TASK INSTRUCTIONS =
a. Which actors are named in parentheses in the passage on Lam's films? List every one.
b. In the passage on Lam's films, which race track refused him access?
c. From the passage on Lam's films, copy word for word everything from "Location work is" down to "back in again.".

PAGE =
Location work is essential to Lam’s aesthetic. Full Alert is a riff on Michael Mann’s Heat (95), as a group of cops, led by Officer Pao (Lau Ching-wan), stalks an architect (Francis Ng) and his Taiwanese gang, trying to determine the target of their next big heist. The movie staged a massive car chase on congested Hong Kong streets without location permits, racing past confused pedestrians, weaving their vehicles between moving trams. When Lam was refused access to the Jockey Club race track, he sent in a hidden camera crew to get B-roll. When they were thrown out, he sent them right back in again.

School on Fire

School on Fire

His commitment to realism sometimes blinds him to the realities of the market. Coming off the high of Prison on Fire’s box office success, Lam directed School on Fire (88), a savage indictment of the Hong Kong school system, portraying it as a forced march that batters students into submission, stuffing their skulls with useless facts, before spitting them out into a city where jobs are few and the future is bleak. In this grueling hell, schoolkids flock to the side of glamorous triads like the flashy Brother Smart (Roy Cheung), begging for his favor, peddling his pills, and taking the rap for his crimes. When nice girl Chu (Fennie Yuen) witnesses a triad beatdown and agrees to testify, Brother Smart’s wrath knows no bounds and he breaks her spirit until she’s a pill-popping hooker, turning tricks to repay a fabricated debt, while all the adults in her life—the local cop, her teachers, her ex-triad dad—stand helplessly on the sidelines.

DATA EXTRACT =
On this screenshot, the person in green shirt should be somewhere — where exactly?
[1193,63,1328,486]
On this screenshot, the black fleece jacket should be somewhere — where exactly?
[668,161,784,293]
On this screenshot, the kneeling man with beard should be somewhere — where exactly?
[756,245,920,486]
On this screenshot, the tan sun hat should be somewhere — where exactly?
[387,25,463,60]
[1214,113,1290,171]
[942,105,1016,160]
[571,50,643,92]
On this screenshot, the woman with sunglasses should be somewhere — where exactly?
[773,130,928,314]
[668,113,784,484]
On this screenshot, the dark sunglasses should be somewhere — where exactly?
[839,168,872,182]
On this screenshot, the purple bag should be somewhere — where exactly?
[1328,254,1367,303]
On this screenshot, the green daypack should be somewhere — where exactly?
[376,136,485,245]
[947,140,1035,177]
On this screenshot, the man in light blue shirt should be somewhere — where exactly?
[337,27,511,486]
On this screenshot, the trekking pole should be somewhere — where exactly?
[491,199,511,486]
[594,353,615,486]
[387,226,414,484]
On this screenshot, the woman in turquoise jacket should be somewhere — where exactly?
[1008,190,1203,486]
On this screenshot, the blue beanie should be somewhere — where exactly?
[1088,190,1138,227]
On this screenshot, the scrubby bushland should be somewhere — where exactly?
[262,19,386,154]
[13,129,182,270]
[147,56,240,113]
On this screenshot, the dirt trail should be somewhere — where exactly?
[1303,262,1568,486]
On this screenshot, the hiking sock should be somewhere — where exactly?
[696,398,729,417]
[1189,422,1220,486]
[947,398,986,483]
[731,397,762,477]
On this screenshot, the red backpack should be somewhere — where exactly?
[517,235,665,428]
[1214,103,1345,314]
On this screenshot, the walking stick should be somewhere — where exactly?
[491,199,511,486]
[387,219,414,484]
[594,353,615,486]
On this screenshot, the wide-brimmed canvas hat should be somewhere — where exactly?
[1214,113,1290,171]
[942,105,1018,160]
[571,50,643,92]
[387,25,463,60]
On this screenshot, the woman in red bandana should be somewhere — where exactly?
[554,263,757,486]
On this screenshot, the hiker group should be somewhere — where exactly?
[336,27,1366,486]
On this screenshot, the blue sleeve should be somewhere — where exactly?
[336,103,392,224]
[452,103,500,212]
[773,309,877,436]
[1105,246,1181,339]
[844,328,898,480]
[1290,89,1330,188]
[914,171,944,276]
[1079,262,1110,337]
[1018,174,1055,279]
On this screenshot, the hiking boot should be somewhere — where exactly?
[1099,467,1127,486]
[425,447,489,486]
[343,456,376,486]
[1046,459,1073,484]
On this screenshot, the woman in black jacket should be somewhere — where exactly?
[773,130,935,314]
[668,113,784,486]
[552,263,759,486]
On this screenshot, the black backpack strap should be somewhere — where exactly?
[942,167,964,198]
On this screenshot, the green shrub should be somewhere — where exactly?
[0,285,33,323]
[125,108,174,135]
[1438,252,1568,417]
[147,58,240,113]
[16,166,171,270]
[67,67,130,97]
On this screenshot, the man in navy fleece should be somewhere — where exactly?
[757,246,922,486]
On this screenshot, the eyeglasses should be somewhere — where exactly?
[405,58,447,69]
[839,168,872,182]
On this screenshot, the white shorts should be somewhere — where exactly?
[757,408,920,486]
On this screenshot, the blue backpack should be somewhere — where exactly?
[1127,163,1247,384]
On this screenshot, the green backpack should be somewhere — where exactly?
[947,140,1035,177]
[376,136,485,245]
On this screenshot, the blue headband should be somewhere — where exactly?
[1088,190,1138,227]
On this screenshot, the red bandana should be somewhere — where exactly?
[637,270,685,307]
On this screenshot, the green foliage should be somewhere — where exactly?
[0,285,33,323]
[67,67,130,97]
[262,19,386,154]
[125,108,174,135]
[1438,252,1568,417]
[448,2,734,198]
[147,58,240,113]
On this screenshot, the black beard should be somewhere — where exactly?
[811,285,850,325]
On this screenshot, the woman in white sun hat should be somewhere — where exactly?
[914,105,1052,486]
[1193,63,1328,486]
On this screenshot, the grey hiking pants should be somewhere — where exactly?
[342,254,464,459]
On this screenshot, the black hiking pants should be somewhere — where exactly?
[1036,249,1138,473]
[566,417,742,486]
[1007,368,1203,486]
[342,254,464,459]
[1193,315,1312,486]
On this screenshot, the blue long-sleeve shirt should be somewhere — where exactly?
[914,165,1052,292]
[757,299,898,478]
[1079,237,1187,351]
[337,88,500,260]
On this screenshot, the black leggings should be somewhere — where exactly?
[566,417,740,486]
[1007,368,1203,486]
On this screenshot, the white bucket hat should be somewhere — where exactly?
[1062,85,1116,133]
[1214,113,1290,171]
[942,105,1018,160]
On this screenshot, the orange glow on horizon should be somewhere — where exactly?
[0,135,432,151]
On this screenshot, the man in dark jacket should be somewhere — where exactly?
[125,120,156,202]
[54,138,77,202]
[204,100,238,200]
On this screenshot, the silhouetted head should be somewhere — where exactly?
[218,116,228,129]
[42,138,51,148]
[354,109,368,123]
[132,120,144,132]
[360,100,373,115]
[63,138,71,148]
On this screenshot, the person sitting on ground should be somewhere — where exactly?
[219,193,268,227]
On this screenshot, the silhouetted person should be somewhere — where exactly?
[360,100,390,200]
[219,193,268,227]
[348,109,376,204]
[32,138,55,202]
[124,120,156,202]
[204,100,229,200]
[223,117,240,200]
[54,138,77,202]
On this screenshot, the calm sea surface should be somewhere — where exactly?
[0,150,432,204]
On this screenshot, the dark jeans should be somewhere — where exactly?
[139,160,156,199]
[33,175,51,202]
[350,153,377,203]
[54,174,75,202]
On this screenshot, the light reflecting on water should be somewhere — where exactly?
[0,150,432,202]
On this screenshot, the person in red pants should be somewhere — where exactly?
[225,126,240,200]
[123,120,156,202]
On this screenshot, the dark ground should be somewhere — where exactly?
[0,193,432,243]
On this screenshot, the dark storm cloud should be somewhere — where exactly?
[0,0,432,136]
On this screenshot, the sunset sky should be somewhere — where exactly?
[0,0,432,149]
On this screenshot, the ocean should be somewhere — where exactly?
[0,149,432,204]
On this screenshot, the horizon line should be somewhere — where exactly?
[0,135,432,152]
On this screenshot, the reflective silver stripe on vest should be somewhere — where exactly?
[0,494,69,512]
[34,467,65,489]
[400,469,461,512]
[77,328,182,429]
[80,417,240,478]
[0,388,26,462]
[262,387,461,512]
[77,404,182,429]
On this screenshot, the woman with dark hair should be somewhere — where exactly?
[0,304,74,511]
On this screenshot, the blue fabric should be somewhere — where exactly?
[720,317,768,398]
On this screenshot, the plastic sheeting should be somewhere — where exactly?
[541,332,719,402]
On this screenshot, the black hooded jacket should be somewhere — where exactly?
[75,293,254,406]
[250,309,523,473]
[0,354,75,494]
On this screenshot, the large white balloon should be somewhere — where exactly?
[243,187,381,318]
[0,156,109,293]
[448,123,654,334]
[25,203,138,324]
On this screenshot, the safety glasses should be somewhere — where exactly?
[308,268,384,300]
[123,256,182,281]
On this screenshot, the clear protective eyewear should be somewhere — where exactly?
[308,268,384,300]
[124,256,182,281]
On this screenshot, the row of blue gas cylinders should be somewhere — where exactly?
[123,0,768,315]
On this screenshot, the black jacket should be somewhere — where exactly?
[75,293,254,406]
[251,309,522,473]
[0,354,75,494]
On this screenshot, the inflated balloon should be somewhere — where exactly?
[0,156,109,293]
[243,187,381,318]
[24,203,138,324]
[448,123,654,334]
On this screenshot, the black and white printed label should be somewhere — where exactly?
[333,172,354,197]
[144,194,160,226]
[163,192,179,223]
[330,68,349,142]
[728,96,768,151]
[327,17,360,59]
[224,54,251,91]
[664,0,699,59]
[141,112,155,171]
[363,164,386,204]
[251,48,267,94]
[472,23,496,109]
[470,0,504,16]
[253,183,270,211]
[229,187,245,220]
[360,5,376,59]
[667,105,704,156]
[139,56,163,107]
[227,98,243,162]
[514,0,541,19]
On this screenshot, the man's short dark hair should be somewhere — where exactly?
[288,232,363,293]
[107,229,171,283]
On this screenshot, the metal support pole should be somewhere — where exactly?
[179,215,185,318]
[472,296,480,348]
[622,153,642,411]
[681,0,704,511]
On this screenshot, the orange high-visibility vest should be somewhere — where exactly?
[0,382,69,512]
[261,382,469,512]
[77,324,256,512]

REPLIES =
a. Lau Ching-wan, Francis Ng, Roy Cheung, Fennie Yuen

b. The Jockey Club race track.

c.
Location work is essential to Lam’s aesthetic. Full Alert is a riff on Michael Mann’s Heat (95), as a group of cops, led by Officer Pao (Lau Ching-wan), stalks an architect (Francis Ng) and his Taiwanese gang, trying to determine the target of their next big heist. The movie staged a massive car chase on congested Hong Kong streets without location permits, racing past confused pedestrians, weaving their vehicles between moving trams. When Lam was refused access to the Jockey Club race track, he sent in a hidden camera crew to get B-roll. When they were thrown out, he sent them right back in again.